--- Data extracts ---

-- Opening Marker --

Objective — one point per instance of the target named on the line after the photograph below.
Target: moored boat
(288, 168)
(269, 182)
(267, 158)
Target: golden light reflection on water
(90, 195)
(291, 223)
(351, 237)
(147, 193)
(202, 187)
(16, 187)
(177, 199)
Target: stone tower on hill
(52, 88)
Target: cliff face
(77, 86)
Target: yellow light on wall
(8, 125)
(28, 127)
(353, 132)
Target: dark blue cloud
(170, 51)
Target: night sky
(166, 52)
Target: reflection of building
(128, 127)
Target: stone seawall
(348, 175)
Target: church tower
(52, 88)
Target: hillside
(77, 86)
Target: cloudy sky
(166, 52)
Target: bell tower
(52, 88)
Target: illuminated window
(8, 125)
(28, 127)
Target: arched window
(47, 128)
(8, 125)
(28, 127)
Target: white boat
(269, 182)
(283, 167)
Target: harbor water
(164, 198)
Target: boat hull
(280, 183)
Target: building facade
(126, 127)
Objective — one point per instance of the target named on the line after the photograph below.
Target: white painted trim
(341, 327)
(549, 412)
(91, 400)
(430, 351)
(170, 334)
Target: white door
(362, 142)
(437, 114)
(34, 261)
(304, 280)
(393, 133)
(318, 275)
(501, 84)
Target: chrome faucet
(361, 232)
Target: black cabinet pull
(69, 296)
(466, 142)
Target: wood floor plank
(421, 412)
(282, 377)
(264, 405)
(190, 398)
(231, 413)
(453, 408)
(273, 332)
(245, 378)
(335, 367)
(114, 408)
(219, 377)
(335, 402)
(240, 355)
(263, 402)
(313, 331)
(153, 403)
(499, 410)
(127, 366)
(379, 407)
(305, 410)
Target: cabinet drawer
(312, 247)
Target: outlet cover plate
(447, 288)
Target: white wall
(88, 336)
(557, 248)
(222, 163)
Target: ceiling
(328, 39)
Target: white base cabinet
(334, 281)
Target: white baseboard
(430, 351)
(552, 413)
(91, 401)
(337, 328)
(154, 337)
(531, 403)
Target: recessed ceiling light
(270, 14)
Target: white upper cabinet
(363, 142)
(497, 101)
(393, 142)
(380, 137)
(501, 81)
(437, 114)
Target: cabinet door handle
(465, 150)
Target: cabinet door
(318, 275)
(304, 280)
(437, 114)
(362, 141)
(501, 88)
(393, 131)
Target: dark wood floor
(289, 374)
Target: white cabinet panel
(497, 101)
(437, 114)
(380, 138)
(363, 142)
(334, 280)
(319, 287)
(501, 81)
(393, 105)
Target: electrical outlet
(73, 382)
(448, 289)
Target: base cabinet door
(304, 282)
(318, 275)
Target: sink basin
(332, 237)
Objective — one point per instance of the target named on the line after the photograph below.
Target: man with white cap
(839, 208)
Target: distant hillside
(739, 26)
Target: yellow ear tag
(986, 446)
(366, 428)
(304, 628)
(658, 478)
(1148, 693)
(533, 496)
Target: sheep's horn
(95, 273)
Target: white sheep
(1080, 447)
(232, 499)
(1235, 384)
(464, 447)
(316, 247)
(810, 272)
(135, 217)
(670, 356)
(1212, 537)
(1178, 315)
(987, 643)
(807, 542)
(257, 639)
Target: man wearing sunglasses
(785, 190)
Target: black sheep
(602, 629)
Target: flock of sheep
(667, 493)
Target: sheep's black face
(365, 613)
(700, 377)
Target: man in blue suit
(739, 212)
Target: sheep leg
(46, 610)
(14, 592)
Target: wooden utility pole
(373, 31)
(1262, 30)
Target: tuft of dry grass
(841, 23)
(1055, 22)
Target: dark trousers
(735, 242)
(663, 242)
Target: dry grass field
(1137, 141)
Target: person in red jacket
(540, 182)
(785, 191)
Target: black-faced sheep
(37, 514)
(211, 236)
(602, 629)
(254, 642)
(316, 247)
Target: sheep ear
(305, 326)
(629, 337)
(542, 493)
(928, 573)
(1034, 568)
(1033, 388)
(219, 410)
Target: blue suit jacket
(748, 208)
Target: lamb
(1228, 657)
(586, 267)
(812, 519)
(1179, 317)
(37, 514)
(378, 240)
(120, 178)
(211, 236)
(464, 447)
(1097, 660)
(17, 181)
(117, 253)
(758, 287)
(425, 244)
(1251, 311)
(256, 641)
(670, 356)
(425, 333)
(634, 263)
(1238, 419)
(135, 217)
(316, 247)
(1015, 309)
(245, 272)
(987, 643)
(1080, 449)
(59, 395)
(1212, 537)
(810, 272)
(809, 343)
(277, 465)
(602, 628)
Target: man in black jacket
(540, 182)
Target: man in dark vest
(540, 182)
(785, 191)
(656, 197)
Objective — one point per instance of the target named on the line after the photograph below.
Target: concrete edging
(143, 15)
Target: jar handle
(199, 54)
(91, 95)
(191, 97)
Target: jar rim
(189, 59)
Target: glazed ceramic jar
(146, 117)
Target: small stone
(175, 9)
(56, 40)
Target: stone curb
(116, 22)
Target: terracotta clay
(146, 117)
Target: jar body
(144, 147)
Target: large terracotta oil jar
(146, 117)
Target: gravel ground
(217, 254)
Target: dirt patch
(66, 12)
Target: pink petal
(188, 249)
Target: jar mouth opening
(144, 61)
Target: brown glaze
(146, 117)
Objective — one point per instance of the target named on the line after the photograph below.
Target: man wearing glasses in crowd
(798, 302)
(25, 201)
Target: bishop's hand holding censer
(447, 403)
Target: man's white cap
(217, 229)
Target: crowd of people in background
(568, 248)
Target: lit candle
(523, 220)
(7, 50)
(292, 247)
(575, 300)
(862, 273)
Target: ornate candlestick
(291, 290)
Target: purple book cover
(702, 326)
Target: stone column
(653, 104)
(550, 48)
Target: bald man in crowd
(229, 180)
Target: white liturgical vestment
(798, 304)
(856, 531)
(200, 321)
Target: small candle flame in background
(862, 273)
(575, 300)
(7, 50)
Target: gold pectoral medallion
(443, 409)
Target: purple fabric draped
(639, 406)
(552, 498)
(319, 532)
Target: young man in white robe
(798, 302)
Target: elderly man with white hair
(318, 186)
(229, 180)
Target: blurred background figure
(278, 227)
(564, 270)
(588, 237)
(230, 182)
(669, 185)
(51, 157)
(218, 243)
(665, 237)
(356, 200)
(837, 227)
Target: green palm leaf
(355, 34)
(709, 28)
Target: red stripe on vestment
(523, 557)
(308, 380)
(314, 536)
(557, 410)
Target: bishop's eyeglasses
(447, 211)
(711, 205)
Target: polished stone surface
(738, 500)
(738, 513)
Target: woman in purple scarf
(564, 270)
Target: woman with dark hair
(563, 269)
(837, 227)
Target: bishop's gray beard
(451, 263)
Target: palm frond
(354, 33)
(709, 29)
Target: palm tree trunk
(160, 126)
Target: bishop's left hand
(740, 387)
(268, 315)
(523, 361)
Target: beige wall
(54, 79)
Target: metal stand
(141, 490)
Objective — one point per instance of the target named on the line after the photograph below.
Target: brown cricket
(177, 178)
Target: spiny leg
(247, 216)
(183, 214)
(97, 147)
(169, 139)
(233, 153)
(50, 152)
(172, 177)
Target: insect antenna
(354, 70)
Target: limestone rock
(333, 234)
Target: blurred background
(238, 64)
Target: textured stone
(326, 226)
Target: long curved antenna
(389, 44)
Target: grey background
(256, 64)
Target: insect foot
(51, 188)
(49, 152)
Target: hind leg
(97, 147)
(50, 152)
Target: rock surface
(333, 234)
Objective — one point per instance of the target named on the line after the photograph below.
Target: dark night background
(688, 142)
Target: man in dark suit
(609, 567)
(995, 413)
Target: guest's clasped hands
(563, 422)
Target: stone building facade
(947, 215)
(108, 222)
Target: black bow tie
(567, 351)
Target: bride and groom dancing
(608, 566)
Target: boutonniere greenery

-- Closing Marker --

--- Exercise details ---
All records should be written out again exactly as given.

--- Solution to this task ---
Objective — one point per instance of the target named on the line after the photograph below.
Target: moored boat
(288, 168)
(269, 182)
(267, 158)
Target: golden light reflection on water
(90, 195)
(291, 223)
(351, 237)
(147, 193)
(202, 187)
(16, 187)
(177, 199)
Target: stone tower on hill
(52, 88)
Target: cliff face
(77, 86)
Target: yellow light on wall
(8, 125)
(28, 127)
(353, 132)
Target: dark blue cloud
(170, 51)
Target: night sky
(166, 52)
Target: reflection of building
(128, 127)
Target: stone seawall
(348, 175)
Target: church tower
(52, 88)
Target: hillside
(77, 86)
Target: cloudy sky
(166, 52)
Target: bell tower
(52, 88)
Target: illuminated window
(8, 125)
(28, 127)
Target: arched window
(47, 128)
(8, 125)
(28, 127)
Target: white boat
(269, 182)
(283, 167)
Target: harbor water
(164, 198)
Target: boat hull
(280, 183)
Target: building facade
(126, 127)
Objective — one point per instance of the target named on the line after the photograph below.
Target: white painted trim
(341, 327)
(549, 412)
(91, 400)
(430, 351)
(170, 334)
Target: white door
(362, 142)
(437, 114)
(34, 261)
(304, 280)
(393, 133)
(318, 275)
(501, 84)
Target: chrome faucet
(361, 232)
Target: black cabinet pull
(69, 296)
(466, 142)
Target: wood floor plank
(421, 412)
(282, 377)
(264, 405)
(190, 398)
(231, 413)
(453, 408)
(273, 332)
(245, 378)
(335, 367)
(114, 408)
(219, 377)
(335, 402)
(240, 355)
(263, 402)
(313, 331)
(153, 403)
(499, 410)
(127, 366)
(379, 407)
(305, 410)
Target: cabinet drawer
(312, 247)
Target: outlet cover plate
(447, 288)
Target: white wall
(88, 336)
(557, 248)
(222, 163)
Target: ceiling
(328, 39)
Target: white base cabinet
(334, 281)
Target: white baseboard
(430, 351)
(552, 413)
(91, 401)
(337, 328)
(154, 337)
(531, 403)
Target: recessed ceiling light
(270, 14)
Target: white upper cabinet
(363, 142)
(497, 101)
(393, 142)
(380, 137)
(501, 81)
(437, 114)
Target: cabinet door handle
(465, 150)
Target: cabinet door
(318, 275)
(304, 280)
(437, 114)
(362, 141)
(501, 88)
(393, 131)
Target: dark wood floor
(289, 374)
Target: white cabinet panel
(497, 101)
(437, 114)
(380, 138)
(363, 142)
(334, 280)
(319, 287)
(501, 81)
(393, 105)
Target: electrical outlet
(73, 382)
(448, 289)
Target: base cabinet door
(304, 282)
(318, 275)
Target: sink basin
(332, 237)
Objective — one point per instance of the target named on the line after the photograph below.
Target: man with white cap
(839, 208)
Target: distant hillside
(739, 26)
Target: yellow ear tag
(986, 446)
(366, 428)
(304, 628)
(658, 478)
(1148, 693)
(533, 496)
Target: sheep's horn
(95, 273)
Target: white sheep
(1080, 447)
(232, 499)
(1235, 384)
(464, 447)
(316, 247)
(810, 272)
(135, 217)
(670, 356)
(1212, 537)
(1178, 315)
(987, 643)
(807, 542)
(257, 639)
Target: man wearing sunglasses
(785, 190)
Target: black sheep
(602, 629)
Target: flock of sheep
(667, 493)
Target: sheep's black face
(365, 613)
(700, 377)
Target: man in blue suit
(739, 212)
Target: sheep leg
(46, 610)
(14, 592)
Target: wooden utility pole
(373, 31)
(1262, 30)
Target: tuft of dry grass
(841, 23)
(1055, 22)
Target: dark trousers
(735, 242)
(663, 242)
Target: dry grass field
(1137, 141)
Target: person in red jacket
(540, 182)
(785, 191)
Target: black-faced sheep
(37, 514)
(211, 236)
(602, 629)
(254, 642)
(316, 247)
Target: sheep ear
(305, 326)
(629, 337)
(542, 493)
(928, 573)
(1034, 568)
(1033, 388)
(219, 410)
Target: blue suit jacket
(748, 208)
Target: lamb
(1228, 657)
(586, 267)
(812, 519)
(1179, 317)
(37, 514)
(378, 240)
(120, 178)
(211, 236)
(464, 447)
(1097, 660)
(17, 181)
(117, 253)
(758, 287)
(425, 244)
(1251, 311)
(256, 641)
(670, 356)
(425, 333)
(634, 263)
(1238, 419)
(135, 217)
(316, 247)
(1015, 309)
(245, 272)
(987, 643)
(1080, 449)
(59, 395)
(1212, 537)
(810, 272)
(809, 343)
(277, 465)
(602, 628)
Target: man in black jacket
(540, 182)
Target: man in dark vest
(540, 182)
(785, 191)
(656, 197)
Objective — one point per instance of the target named on the line after the photograph below.
Target: concrete edging
(143, 15)
Target: jar handle
(199, 54)
(91, 95)
(191, 97)
Target: jar rim
(189, 59)
Target: glazed ceramic jar
(146, 117)
Target: small stone
(175, 9)
(56, 40)
Target: stone curb
(116, 22)
Target: terracotta clay
(146, 117)
Target: jar body
(144, 147)
Target: large terracotta oil jar
(146, 117)
Target: gravel ground
(217, 254)
Target: dirt patch
(66, 12)
Target: pink petal
(188, 249)
Target: jar mouth opening
(144, 61)
Target: brown glaze
(146, 117)
Objective — one point per instance of the target named on the line after the photograph below.
Target: man wearing glasses in crowd
(798, 302)
(25, 201)
Target: bishop's hand holding censer
(447, 403)
Target: man's white cap
(217, 229)
Target: crowd of people in background
(568, 248)
Target: lit candle
(523, 220)
(7, 50)
(292, 247)
(575, 300)
(862, 273)
Target: ornate candlestick
(291, 290)
Target: purple book cover
(702, 326)
Target: stone column
(653, 104)
(550, 48)
Target: bald man in crowd
(229, 180)
Target: white liturgical vestment
(798, 304)
(856, 531)
(200, 321)
Target: small candle flame in background
(862, 273)
(575, 300)
(7, 50)
Target: gold pectoral medallion
(443, 409)
Target: purple fabric draped
(639, 406)
(552, 498)
(319, 532)
Target: young man in white robe
(798, 302)
Target: elderly man with white hair
(318, 186)
(229, 180)
Target: blurred background figure
(278, 227)
(564, 270)
(588, 237)
(230, 182)
(669, 185)
(51, 157)
(218, 243)
(665, 237)
(356, 200)
(837, 227)
Target: green palm leaf
(355, 34)
(709, 28)
Target: red stripe on vestment
(523, 557)
(308, 380)
(314, 536)
(557, 410)
Target: bishop's eyeglasses
(447, 211)
(711, 205)
Target: polished stone surface
(738, 500)
(738, 513)
Target: woman in purple scarf
(564, 270)
Target: woman with dark hair
(563, 269)
(837, 227)
Target: bishop's gray beard
(451, 263)
Target: palm frond
(354, 33)
(709, 29)
Target: palm tree trunk
(160, 126)
Target: bishop's left hand
(740, 387)
(268, 315)
(523, 361)
Target: beige wall
(54, 79)
Target: metal stand
(141, 490)
Objective — one point per instance of the target named on the line after the photograph below.
Target: brown cricket
(177, 178)
Target: spiny leg
(247, 216)
(183, 214)
(97, 147)
(169, 139)
(233, 153)
(50, 152)
(172, 177)
Target: insect antenna
(354, 70)
Target: limestone rock
(333, 234)
Target: blurred background
(238, 64)
Target: textured stone
(326, 226)
Target: long curved antenna
(389, 44)
Target: grey background
(256, 64)
Target: insect foot
(51, 188)
(49, 152)
Target: hind leg
(97, 147)
(50, 152)
Target: rock surface
(333, 234)
Objective — one point per instance of the target named on the line after the photograph below.
Target: dark night background
(688, 142)
Target: man in dark suit
(609, 567)
(995, 413)
Target: guest's clasped hands
(563, 422)
Target: stone building facade
(947, 215)
(108, 222)
Target: black bow tie
(567, 351)
Target: bride and groom dancing
(608, 566)
Target: boutonniere greenery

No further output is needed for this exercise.